***** TEXTE RETENU
21.11.2024
Macron et Trump, un même moule ?
Presse
2 juin 2018
Le plus jeune président français et le plus vieux président américain forment le couple amical le plus étonnant de la scène internationale. De prime abord, tout semble les séparer, et pourtant : Emmanuel Macron et Donald Trump sont bien plus semblables qu’on ne l’imagine !
Bien entendu, l’exercice de la comparaison entre les deux hommes se heurte immédiatement aux différences les plus flagrantes, qui portent sur des éléments essentiels pour leur pratique individuelle du pouvoir : ainsi, le président français s’est fait élire sur la nécessité de remettre plus d’Europe dans la pensée politique hexagonale.
Il a grandi dans un monde bercé par le mondialisme et s’est formé avec la conviction que la France doit participer à l’effort de paix en participant aussi activement qu’elle le peut à la construction européenne.
Et puisque cet espoir s’était beaucoup émoussé ces dernières années, il a su réinventer cet objectif et le faire partager très largement au cours d’une campagne électorale étonnante, avec laquelle il a déjoué tous les pronostics. Le multilatéralisme est essentiel pour lui.
**********
***** DONNÉES FOURNIES
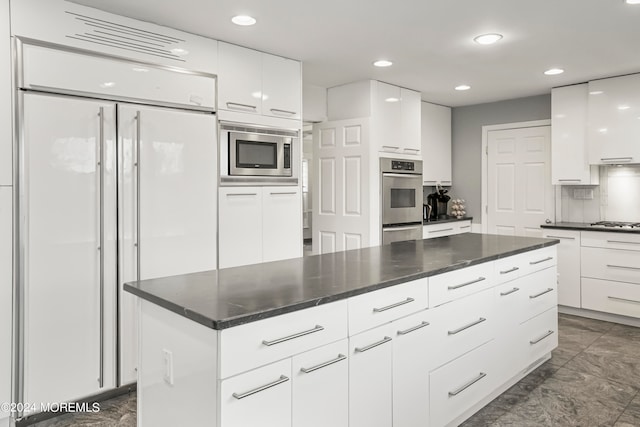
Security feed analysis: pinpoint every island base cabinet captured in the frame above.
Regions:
[429,341,500,427]
[292,339,349,427]
[349,325,393,427]
[220,359,291,427]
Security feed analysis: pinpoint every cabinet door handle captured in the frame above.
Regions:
[271,108,297,116]
[355,337,391,353]
[607,264,640,270]
[447,317,487,335]
[529,256,553,265]
[449,372,487,397]
[500,288,520,297]
[232,375,289,400]
[529,330,553,345]
[600,157,633,163]
[300,354,347,374]
[607,240,640,245]
[373,297,415,313]
[227,102,258,111]
[529,288,553,299]
[398,322,430,335]
[607,296,640,304]
[262,325,324,346]
[500,267,520,274]
[447,277,487,291]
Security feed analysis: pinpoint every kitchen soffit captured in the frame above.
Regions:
[74,0,640,107]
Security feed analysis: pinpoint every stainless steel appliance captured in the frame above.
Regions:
[380,158,422,245]
[220,122,299,183]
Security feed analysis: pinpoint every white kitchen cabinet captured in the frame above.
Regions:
[219,359,292,427]
[262,187,302,262]
[551,83,600,185]
[422,219,471,239]
[219,186,302,268]
[218,42,262,114]
[0,187,13,424]
[588,74,640,165]
[218,187,263,268]
[291,339,349,427]
[421,102,452,185]
[349,324,393,427]
[218,42,302,120]
[391,310,435,427]
[262,53,302,119]
[543,228,580,308]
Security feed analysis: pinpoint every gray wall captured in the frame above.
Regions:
[450,94,551,224]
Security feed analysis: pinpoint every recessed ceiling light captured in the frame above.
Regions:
[473,33,502,44]
[231,15,256,27]
[373,59,393,67]
[544,68,564,76]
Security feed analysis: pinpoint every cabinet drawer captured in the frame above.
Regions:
[219,359,291,427]
[429,341,498,426]
[429,262,494,307]
[220,301,347,378]
[582,277,640,318]
[347,278,428,335]
[580,247,640,284]
[516,307,558,367]
[433,289,496,366]
[495,246,558,283]
[580,231,640,251]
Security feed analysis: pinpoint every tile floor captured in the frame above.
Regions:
[26,315,640,427]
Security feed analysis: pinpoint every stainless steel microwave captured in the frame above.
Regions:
[228,129,297,177]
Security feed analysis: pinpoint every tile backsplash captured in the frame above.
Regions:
[559,165,640,223]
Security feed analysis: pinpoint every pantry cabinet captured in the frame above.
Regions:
[551,83,599,185]
[588,74,640,165]
[218,42,302,120]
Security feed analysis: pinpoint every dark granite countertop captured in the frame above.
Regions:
[124,233,559,329]
[540,222,640,234]
[422,216,473,225]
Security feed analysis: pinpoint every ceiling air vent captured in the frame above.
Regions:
[66,11,186,62]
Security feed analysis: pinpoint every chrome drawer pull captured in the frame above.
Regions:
[448,277,487,291]
[607,264,640,270]
[232,375,289,400]
[607,296,640,304]
[398,322,430,335]
[356,337,391,353]
[448,317,487,335]
[529,330,553,345]
[500,267,520,274]
[529,256,553,265]
[262,325,324,346]
[529,288,553,299]
[607,240,640,245]
[449,372,487,397]
[500,288,520,297]
[300,354,347,374]
[373,297,415,313]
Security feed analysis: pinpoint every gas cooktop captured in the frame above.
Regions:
[591,221,640,229]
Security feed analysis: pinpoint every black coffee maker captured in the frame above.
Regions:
[427,186,451,221]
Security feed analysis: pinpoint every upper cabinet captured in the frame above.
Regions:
[421,102,452,185]
[327,80,422,158]
[218,42,302,119]
[588,74,640,164]
[551,83,599,185]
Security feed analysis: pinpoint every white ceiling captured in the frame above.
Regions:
[69,0,640,107]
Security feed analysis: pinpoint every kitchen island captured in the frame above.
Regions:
[125,233,558,427]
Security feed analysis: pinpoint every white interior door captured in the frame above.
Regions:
[118,104,217,383]
[20,93,116,402]
[487,126,554,237]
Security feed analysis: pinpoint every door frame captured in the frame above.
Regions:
[480,119,557,234]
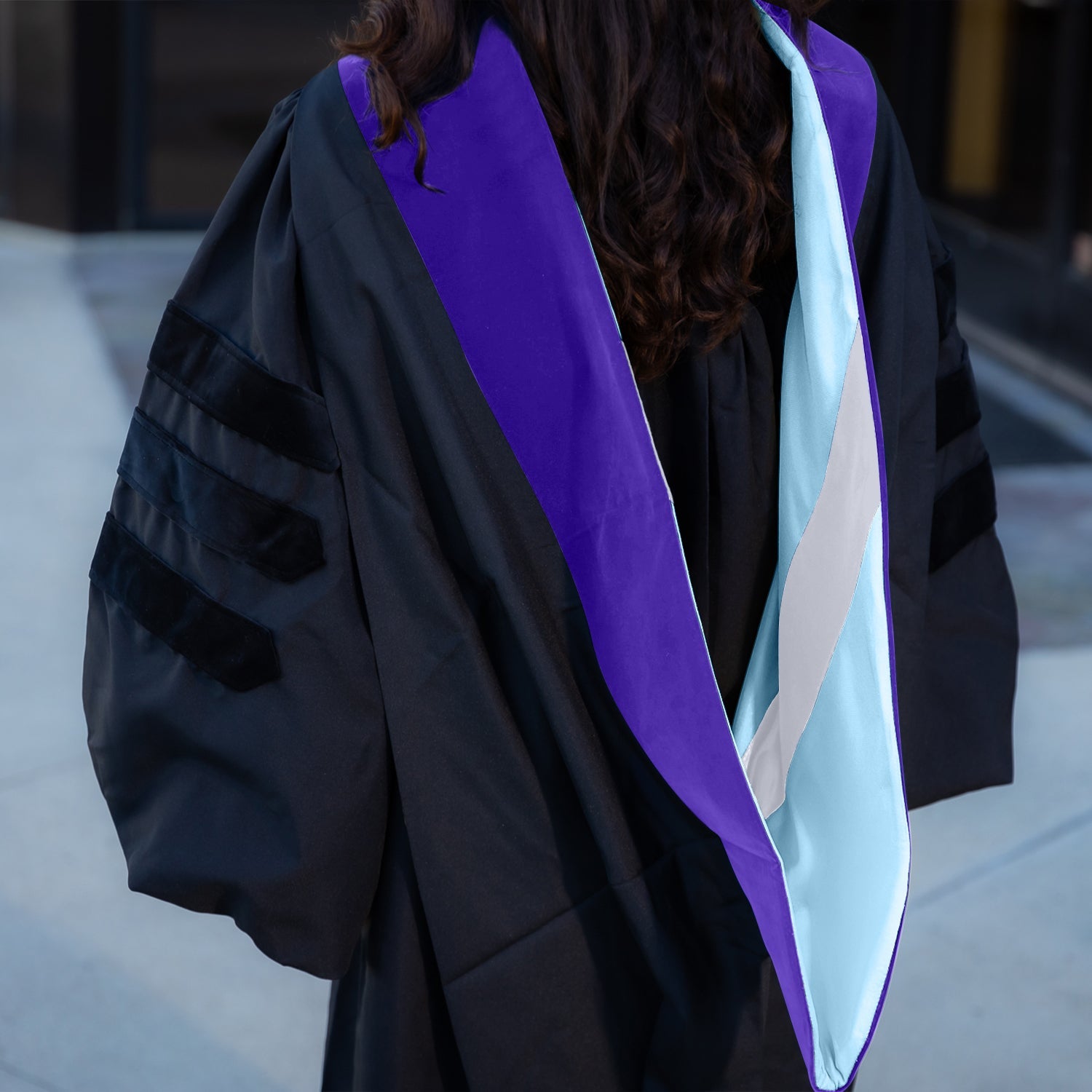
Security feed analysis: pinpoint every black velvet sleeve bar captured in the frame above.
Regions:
[118,408,325,581]
[83,93,389,978]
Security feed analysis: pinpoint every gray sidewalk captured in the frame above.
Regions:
[0,222,1092,1092]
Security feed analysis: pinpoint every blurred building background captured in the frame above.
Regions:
[0,0,1092,371]
[0,0,1092,1092]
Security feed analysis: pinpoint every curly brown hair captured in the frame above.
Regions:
[334,0,826,381]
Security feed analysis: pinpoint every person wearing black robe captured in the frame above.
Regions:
[84,4,1017,1090]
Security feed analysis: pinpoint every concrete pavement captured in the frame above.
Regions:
[0,223,1092,1092]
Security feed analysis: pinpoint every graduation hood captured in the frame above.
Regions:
[340,2,910,1090]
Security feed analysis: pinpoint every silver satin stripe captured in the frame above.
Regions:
[743,323,880,817]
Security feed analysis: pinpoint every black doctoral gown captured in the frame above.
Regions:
[84,4,1017,1090]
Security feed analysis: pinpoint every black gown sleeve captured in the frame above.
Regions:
[854,72,1018,807]
[83,83,389,978]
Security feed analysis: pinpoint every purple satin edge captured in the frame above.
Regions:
[756,0,913,1085]
[339,20,815,1083]
[339,4,906,1080]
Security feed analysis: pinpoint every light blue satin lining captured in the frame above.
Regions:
[732,10,910,1089]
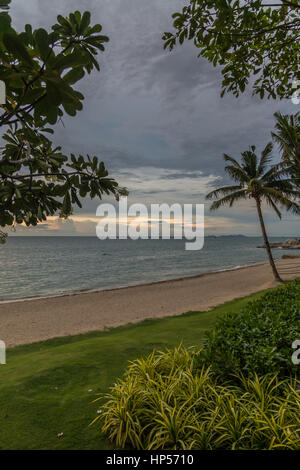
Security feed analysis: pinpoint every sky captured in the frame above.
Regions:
[5,0,299,236]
**********
ÉNONCÉ
Rédigez la suite de l'article comparant Macron et Trump, en reprenant après sa dernière phrase. Le listing constitue un matériau distinct de l'article comparant Macron et Trump.

CORRIGÉ
Donald Trump vient presque d’un autre monde : il avait 22 ans en 1968 et s’est construit dans une Amérique conformiste, très conservatrice, et surtout caucasienne. Être blanc était une normalité pendant sa jeunesse, une période durant laquelle la plupart des États américains interdisaient les mariages mixtes et où les Afro-américains étaient appelés des « nègres ».
La jeunesse de Donald Trump a été bercée par l’opulence de son pays, par sa force sur le plan international, au sortir d’une guerre dont les États-Unis ont été le principal gagnant, et qui a assuré sa puissance.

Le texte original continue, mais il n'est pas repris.